To be done
Reproduce without change the lines between the one holding "range is by providing a bounding box." and the one holding "[0,136,83,177]", both included.

=-=-=-=-=

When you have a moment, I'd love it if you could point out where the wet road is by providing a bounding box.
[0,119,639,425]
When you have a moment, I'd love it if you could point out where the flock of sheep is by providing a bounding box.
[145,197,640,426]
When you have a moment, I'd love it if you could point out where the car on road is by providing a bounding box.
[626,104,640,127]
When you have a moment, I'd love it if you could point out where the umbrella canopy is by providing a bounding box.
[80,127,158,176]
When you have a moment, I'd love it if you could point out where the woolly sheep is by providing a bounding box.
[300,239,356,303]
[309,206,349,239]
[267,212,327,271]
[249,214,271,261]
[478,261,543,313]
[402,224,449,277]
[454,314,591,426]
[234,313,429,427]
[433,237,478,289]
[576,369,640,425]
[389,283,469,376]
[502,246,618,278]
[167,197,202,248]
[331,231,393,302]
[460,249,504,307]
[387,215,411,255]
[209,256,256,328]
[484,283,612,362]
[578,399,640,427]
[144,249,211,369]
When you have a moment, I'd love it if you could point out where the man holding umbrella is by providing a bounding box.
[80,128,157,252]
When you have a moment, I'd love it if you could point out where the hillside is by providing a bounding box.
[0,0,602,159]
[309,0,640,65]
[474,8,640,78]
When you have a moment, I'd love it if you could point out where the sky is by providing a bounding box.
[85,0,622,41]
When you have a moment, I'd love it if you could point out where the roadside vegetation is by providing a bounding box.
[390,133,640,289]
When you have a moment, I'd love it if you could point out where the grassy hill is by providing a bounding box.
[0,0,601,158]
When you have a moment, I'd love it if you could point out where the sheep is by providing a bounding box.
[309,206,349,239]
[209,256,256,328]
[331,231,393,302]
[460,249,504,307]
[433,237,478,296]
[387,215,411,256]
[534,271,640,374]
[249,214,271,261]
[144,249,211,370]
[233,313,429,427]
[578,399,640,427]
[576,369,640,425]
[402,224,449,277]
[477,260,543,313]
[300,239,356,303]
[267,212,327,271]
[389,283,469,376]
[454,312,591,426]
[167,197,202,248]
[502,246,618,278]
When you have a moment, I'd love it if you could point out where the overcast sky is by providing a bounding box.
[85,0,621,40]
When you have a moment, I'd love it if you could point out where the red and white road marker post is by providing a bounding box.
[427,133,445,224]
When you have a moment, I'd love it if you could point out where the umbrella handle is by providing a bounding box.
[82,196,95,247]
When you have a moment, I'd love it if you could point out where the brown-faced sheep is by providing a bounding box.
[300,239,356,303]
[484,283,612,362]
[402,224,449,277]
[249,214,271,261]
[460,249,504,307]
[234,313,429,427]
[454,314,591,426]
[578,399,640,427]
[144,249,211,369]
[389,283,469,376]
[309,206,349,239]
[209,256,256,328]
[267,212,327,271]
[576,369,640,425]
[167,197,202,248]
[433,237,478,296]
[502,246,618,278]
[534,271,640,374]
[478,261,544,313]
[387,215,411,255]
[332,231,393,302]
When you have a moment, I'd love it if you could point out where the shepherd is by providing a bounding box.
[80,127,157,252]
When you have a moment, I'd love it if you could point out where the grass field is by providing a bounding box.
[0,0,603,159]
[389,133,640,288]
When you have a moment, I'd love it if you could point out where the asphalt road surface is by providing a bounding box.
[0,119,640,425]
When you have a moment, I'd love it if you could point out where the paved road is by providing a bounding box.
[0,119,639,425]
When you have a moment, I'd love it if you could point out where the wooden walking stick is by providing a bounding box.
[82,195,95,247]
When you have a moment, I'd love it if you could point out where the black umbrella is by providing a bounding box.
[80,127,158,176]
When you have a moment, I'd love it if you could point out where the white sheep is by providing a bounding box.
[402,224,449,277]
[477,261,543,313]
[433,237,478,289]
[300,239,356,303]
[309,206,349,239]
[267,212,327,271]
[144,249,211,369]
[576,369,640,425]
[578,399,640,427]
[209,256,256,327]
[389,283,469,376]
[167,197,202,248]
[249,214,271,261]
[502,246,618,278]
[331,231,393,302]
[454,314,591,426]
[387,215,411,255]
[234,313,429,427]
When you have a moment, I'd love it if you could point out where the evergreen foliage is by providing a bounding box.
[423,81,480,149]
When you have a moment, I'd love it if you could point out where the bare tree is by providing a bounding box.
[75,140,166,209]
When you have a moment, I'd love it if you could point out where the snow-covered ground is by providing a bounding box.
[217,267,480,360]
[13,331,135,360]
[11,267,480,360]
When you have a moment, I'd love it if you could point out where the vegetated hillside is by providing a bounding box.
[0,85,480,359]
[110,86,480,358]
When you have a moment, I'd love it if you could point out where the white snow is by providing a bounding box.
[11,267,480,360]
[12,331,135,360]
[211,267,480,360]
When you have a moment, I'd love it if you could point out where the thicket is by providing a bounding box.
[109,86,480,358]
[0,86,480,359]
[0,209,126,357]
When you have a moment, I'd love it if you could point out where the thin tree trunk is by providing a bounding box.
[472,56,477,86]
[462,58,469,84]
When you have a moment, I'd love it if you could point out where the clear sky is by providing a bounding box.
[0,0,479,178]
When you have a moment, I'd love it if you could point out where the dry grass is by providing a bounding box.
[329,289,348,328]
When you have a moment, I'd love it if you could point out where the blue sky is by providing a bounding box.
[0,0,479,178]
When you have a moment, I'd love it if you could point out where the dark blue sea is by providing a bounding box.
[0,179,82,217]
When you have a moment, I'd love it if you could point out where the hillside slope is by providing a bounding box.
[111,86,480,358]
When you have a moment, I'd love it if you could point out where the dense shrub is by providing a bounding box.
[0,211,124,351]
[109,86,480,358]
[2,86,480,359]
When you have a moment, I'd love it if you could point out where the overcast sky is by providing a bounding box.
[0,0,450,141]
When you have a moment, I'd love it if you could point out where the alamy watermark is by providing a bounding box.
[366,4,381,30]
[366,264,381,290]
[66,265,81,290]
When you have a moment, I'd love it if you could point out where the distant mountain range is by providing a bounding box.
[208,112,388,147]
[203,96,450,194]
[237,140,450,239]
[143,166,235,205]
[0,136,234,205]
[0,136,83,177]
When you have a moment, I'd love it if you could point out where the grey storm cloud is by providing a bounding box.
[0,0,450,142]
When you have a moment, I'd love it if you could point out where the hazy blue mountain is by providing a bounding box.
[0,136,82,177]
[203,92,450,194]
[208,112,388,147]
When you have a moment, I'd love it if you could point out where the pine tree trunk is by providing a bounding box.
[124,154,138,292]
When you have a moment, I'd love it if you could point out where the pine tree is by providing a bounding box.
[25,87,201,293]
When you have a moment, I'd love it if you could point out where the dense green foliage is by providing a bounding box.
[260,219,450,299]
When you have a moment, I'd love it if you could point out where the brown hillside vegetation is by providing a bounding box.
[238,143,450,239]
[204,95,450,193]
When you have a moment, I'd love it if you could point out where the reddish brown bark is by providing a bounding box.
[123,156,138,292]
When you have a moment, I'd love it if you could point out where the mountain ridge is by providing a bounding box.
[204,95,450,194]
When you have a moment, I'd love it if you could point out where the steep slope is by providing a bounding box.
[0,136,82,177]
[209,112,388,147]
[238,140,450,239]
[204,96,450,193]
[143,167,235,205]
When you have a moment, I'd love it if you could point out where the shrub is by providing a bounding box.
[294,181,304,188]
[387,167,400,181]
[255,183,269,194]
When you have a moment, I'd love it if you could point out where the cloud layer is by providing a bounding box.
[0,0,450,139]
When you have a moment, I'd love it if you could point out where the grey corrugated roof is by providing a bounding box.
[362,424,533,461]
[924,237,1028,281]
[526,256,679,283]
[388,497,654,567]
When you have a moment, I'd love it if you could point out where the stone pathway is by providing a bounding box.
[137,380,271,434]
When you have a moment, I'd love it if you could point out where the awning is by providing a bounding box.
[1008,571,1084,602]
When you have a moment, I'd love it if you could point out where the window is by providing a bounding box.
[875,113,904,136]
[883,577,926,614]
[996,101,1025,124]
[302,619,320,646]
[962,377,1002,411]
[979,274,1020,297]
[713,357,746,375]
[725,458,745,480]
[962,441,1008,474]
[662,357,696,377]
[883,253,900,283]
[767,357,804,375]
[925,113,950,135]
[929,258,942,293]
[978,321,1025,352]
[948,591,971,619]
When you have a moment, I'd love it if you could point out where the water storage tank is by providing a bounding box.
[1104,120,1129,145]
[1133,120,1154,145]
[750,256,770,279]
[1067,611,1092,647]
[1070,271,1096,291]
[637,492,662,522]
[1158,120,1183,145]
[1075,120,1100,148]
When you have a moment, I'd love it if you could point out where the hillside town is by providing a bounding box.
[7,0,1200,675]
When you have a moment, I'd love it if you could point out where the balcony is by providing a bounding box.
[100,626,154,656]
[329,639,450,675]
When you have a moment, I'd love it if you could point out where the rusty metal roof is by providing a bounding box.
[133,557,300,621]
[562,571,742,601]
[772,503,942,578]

=-=-=-=-=

Solution
When you have a moment, I'd love it if you could point out where the distant mountain range is by providing a bounding box.
[208,112,388,147]
[203,96,450,194]
[237,140,450,239]
[143,166,235,205]
[0,136,234,205]
[0,136,83,177]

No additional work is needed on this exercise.